▶ _EXERCISE DIRECTIONS_
Please rewrite the lines from the one containing "target | wet stone" through the end of the lines, with "put a dot on each instance" changed to "mark every instance" and everything else left as it is.

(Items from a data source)
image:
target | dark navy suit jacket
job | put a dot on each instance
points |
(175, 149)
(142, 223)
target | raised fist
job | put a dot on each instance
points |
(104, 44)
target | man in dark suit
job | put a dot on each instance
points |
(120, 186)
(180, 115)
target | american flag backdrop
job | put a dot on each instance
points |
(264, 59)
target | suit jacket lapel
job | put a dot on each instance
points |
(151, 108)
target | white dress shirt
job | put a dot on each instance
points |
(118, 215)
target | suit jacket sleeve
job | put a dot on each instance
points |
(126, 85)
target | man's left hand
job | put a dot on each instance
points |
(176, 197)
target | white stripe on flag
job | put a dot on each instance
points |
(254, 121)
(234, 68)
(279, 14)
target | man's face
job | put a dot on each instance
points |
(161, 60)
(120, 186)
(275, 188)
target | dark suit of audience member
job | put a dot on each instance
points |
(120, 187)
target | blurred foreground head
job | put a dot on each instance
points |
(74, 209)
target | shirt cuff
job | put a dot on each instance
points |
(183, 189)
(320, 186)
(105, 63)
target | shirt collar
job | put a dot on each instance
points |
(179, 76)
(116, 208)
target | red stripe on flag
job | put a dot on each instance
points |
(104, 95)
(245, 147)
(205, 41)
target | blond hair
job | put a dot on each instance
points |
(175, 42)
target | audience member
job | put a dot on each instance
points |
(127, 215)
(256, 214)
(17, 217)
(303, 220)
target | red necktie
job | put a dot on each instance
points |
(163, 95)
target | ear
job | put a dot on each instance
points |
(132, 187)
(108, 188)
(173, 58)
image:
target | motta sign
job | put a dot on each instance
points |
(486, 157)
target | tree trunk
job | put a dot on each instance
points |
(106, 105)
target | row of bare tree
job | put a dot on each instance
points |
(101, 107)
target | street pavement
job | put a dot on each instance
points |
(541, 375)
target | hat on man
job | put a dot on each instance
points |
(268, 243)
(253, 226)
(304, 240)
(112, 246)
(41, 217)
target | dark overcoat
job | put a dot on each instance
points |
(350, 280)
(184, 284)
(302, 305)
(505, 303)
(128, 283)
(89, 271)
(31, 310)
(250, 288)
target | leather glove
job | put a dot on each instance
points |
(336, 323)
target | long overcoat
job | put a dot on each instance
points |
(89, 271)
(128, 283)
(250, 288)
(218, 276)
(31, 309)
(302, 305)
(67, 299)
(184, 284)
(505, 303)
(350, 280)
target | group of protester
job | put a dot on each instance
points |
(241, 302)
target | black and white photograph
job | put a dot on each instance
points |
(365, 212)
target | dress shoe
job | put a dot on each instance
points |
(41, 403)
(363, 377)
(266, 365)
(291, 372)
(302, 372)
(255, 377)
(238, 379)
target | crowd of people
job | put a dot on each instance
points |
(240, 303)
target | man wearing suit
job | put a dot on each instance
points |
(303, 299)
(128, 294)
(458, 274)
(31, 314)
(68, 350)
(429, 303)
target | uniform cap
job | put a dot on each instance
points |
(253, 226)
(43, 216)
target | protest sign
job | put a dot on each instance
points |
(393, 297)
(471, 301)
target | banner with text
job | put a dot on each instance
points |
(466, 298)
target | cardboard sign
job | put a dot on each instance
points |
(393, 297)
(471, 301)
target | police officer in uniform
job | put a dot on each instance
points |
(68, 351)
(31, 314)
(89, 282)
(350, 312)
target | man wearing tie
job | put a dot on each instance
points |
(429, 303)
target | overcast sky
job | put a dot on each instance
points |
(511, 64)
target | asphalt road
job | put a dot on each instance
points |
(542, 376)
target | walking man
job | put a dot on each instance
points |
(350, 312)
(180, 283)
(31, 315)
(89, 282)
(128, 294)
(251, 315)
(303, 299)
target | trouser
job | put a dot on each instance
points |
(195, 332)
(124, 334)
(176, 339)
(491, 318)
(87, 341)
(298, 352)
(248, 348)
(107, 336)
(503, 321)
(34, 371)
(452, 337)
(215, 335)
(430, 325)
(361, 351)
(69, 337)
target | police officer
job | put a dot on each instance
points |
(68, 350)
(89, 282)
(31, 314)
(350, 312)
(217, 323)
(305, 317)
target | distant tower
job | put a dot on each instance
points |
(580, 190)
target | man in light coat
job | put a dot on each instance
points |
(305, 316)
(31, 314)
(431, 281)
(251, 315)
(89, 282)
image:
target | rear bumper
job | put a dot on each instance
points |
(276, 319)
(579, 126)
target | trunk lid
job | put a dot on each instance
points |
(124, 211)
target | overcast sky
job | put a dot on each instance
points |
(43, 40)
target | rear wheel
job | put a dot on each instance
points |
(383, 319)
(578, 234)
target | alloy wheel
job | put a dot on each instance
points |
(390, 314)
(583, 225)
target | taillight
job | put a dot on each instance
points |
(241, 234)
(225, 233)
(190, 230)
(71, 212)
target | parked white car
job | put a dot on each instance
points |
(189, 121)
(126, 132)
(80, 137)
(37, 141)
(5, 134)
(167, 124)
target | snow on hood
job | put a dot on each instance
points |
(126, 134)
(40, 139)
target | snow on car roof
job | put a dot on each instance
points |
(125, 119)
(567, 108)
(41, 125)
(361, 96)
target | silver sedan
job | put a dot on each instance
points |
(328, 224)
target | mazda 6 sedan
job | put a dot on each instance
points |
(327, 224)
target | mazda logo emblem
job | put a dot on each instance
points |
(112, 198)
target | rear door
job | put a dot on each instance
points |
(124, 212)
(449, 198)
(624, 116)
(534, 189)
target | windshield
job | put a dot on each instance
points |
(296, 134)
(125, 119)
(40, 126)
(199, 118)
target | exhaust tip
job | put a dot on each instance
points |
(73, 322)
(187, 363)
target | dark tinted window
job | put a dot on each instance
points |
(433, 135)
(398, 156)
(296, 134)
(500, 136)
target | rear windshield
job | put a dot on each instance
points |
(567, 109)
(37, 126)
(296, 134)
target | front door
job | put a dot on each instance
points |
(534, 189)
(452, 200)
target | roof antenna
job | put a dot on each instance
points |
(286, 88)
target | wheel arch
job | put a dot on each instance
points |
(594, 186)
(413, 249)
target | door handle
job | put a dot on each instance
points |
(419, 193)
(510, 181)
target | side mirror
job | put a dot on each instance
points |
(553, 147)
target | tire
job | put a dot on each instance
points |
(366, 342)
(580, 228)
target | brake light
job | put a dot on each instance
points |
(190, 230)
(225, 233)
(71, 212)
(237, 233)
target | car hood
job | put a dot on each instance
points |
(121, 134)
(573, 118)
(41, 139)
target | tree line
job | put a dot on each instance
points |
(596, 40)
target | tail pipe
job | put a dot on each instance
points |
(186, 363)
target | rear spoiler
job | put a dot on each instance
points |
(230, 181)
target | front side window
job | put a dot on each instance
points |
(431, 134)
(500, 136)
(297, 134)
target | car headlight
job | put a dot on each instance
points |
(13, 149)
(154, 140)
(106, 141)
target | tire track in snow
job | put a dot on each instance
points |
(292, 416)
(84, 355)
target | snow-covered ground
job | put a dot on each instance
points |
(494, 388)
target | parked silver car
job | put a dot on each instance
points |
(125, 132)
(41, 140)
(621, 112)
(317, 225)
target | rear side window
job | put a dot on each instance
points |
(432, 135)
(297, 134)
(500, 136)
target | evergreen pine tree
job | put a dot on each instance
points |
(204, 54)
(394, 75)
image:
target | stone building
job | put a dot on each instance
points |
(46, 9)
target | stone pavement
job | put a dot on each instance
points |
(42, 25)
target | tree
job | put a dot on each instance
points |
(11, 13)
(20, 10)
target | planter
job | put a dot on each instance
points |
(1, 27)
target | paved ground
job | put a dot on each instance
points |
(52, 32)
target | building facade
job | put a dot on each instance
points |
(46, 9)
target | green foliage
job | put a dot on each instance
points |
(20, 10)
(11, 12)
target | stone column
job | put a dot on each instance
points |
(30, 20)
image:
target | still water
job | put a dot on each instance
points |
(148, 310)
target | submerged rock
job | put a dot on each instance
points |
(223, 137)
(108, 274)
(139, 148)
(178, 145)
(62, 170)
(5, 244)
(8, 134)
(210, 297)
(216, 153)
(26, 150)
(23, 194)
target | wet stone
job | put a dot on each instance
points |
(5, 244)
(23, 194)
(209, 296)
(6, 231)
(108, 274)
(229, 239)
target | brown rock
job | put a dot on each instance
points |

▶ _FINAL RESULT_
target | wet stone
job | mark every instance
points |
(5, 244)
(23, 194)
(209, 296)
(6, 231)
(108, 274)
(229, 239)
target | brown rock
job | mark every instance
points |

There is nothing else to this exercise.